## JOB
Arrange the rows, from the line containing "point: window" through the line containing "point: graduate wearing gown", as a Markdown table with the columns No. and Line. Number each line and skip any blank ones.

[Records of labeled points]
** begin **

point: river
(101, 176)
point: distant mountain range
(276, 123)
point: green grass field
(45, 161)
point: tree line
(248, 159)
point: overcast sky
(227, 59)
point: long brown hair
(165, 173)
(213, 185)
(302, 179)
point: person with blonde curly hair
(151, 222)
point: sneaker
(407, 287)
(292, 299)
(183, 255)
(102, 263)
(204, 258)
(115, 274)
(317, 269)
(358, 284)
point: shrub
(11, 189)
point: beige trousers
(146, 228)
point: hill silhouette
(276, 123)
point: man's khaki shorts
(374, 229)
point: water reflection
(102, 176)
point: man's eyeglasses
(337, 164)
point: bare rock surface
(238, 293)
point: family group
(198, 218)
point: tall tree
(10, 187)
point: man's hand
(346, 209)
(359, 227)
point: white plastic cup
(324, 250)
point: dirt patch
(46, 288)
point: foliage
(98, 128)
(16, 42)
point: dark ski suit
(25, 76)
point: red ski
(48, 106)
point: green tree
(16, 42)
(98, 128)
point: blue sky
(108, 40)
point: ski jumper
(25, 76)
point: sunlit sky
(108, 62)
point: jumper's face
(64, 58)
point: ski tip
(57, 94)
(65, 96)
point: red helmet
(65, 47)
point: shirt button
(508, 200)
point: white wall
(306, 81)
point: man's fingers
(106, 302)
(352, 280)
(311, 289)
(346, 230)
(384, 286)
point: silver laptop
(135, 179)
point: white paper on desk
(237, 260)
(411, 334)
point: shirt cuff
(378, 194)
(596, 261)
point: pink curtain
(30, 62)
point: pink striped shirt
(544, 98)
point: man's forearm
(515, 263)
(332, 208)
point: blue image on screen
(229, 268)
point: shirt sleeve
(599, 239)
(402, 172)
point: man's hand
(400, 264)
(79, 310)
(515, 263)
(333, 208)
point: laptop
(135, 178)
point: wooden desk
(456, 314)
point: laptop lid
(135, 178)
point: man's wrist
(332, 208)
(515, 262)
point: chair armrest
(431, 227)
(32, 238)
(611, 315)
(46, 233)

** end **
** begin **

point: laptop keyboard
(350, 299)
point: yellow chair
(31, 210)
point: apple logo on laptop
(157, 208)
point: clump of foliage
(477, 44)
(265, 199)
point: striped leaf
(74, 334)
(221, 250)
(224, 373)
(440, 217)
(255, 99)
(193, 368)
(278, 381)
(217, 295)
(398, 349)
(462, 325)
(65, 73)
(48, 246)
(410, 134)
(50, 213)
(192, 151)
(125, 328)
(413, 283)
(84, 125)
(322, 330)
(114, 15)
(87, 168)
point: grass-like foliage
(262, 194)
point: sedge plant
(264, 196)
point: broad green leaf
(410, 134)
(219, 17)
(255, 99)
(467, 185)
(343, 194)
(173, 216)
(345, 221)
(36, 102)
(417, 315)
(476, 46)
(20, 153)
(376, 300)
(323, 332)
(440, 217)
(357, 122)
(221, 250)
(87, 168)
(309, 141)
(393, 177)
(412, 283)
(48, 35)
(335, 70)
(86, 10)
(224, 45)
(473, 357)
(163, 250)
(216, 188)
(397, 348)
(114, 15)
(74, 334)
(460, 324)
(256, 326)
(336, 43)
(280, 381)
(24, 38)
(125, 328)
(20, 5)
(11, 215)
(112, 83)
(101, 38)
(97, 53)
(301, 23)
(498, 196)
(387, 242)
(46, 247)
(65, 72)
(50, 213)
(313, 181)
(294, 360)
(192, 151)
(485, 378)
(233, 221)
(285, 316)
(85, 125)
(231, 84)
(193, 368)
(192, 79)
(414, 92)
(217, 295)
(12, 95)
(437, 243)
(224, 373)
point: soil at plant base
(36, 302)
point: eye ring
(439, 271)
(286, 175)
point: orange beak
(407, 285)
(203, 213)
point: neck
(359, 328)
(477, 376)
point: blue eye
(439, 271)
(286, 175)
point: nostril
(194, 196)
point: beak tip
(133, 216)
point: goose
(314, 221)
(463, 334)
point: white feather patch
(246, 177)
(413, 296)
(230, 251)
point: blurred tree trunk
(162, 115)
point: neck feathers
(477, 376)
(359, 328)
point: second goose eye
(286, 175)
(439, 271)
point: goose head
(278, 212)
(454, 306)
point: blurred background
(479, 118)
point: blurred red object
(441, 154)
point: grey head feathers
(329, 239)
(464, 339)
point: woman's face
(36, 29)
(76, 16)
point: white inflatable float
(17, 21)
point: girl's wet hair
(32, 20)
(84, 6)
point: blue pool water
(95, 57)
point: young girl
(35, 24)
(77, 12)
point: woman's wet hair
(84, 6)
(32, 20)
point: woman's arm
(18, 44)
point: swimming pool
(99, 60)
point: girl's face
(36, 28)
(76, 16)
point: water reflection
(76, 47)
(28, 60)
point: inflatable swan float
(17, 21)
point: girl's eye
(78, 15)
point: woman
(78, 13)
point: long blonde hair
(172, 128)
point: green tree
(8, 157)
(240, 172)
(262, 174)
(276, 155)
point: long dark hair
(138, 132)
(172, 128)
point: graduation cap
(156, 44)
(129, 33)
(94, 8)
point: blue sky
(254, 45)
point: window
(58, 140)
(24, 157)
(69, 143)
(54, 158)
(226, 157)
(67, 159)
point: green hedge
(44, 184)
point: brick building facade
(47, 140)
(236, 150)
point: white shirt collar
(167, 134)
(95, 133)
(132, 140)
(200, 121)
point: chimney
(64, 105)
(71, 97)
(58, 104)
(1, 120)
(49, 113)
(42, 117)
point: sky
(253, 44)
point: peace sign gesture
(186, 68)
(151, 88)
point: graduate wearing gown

** end **

## CORRECT RESPONSE
| No. | Line |
|---|---|
| 1 | point: window |
| 2 | (58, 140) |
| 3 | (24, 157) |
| 4 | (69, 143) |
| 5 | (54, 158) |
| 6 | (226, 157) |
| 7 | (67, 159) |
| 8 | point: green hedge |
| 9 | (44, 184) |
| 10 | point: brick building facade |
| 11 | (47, 140) |
| 12 | (236, 150) |
| 13 | point: white shirt collar |
| 14 | (167, 134) |
| 15 | (95, 133) |
| 16 | (132, 140) |
| 17 | (200, 121) |
| 18 | point: chimney |
| 19 | (64, 105) |
| 20 | (71, 97) |
| 21 | (58, 104) |
| 22 | (1, 120) |
| 23 | (49, 113) |
| 24 | (42, 117) |
| 25 | point: sky |
| 26 | (253, 44) |
| 27 | point: peace sign gesture |
| 28 | (186, 68) |
| 29 | (151, 88) |
| 30 | point: graduate wearing gown |